[THE EXERCISE]
Copy out exactly each line from the line with "Could you kindly annotate the green" through the last line of the material below.

[RECORDS FOR THIS EXERCISE]
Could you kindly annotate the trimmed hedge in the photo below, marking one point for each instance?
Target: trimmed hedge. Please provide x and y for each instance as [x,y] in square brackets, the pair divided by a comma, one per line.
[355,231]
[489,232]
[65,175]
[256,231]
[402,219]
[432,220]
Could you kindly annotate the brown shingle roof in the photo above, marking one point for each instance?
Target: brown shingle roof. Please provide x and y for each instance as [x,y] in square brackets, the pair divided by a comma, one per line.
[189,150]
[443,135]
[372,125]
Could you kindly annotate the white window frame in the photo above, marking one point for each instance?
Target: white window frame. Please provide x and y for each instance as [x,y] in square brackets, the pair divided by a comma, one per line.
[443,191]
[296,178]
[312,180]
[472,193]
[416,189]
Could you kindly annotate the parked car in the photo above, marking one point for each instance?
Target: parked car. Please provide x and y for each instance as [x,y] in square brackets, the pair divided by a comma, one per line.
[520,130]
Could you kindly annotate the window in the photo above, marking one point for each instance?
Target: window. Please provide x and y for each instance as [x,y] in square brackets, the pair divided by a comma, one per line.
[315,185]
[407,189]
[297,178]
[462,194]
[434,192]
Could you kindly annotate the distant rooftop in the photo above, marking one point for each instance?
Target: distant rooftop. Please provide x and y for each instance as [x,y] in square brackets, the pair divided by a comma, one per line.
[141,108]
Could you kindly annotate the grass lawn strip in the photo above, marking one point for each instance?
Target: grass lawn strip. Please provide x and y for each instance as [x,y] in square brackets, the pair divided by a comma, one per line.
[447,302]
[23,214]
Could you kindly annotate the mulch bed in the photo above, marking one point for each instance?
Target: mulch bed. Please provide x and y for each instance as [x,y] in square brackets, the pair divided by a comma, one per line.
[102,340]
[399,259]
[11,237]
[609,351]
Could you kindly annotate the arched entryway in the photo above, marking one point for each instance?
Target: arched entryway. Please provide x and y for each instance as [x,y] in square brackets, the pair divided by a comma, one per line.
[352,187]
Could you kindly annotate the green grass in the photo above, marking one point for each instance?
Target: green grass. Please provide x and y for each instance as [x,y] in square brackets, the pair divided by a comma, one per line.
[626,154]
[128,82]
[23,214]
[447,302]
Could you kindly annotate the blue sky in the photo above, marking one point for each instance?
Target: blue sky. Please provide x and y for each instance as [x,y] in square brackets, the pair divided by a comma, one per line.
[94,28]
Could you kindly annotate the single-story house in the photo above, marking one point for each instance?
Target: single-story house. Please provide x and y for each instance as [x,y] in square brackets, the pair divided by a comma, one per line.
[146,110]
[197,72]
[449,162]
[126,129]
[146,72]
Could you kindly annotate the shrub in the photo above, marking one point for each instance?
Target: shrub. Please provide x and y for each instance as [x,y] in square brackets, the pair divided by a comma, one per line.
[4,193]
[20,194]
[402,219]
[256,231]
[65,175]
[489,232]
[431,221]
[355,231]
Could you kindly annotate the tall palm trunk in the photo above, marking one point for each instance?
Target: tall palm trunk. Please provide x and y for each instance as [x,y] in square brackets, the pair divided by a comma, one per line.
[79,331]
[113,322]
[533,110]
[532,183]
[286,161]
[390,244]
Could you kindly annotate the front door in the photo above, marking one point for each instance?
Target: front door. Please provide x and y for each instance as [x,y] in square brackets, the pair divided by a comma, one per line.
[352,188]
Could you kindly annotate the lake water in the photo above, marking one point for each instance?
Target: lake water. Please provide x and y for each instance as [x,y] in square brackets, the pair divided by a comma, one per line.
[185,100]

[CORRECT RESPONSE]
Could you kindly annotate the green grass in the photo above, marking one point for each instance?
Target: green grass. Please provide x and y for each instance as [x,y] in square brackets, the pair divided by a comma, one per line.
[626,154]
[128,82]
[23,214]
[447,302]
Could you kindly annotate the blue sky in the photo above, marking one point for each instance?
Target: blue sky. Please provide x and y for each instance as [x,y] in square brackets, the pair divided by a comma, one per line.
[94,28]
Could you kindly annotate the single-story house in the photo above, marking one point for each instance?
Target: single-story house. Please provide x and y for each instance as [x,y] in square brackets, the pair divided by a comma, one per line.
[146,110]
[197,72]
[449,162]
[126,129]
[146,72]
Could you kindly annotate the shrub in the photo above, marking one point for each instance?
Target: shrub. Please provide x and y for each instance as [x,y] in square brackets, the pair divided by a comma, one per line.
[4,193]
[20,194]
[402,219]
[256,231]
[65,175]
[489,232]
[431,221]
[355,231]
Could you kindly annotate the tall palm trunk in the photo above, marking one point for each instance?
Target: tall palm trunk. Please provide x and y for each instance as [x,y] in square brackets, the pair divided by a comma, one per line.
[79,331]
[113,322]
[533,110]
[532,183]
[286,161]
[390,244]
Could you kindly annotate the front door in the photo above, marking one point for each instance?
Target: front door. Please provide x and y for each instance as [x,y] in square brackets, the pair divided by a comma, one per line.
[352,188]
Could you kindly annotate the lake water in the photo above, marking one point for each instance?
Target: lake water. Please provide x and y for each instance as [x,y] in square brackets, the pair divided by a comma, one per line.
[185,100]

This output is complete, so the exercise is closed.